AVAILABLE RECORDS.
>>>>>
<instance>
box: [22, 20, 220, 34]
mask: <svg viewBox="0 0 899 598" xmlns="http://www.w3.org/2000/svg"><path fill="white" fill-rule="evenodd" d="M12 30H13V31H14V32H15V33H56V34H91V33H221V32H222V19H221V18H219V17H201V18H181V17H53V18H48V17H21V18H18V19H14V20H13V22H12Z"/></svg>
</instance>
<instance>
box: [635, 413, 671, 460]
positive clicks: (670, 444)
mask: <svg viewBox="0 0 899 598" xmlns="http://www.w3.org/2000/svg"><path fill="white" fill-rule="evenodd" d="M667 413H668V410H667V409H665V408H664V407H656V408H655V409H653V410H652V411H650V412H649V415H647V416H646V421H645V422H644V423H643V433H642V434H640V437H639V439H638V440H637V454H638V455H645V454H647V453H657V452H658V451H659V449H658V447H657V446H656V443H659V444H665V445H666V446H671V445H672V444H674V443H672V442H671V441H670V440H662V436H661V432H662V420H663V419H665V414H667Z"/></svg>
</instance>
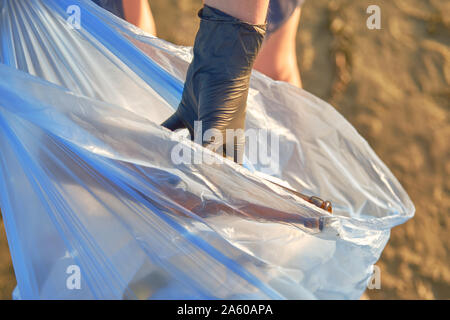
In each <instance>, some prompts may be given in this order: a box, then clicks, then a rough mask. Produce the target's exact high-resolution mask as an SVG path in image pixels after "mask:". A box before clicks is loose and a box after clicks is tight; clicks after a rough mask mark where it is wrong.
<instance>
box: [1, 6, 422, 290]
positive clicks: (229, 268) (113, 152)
<<<<<
YOUR ASSIGNMENT. List every line above that contains the word "positive", copying each one in full.

EXERCISE ANSWER.
positive clicks: (670, 444)
positive clicks: (229, 268) (113, 152)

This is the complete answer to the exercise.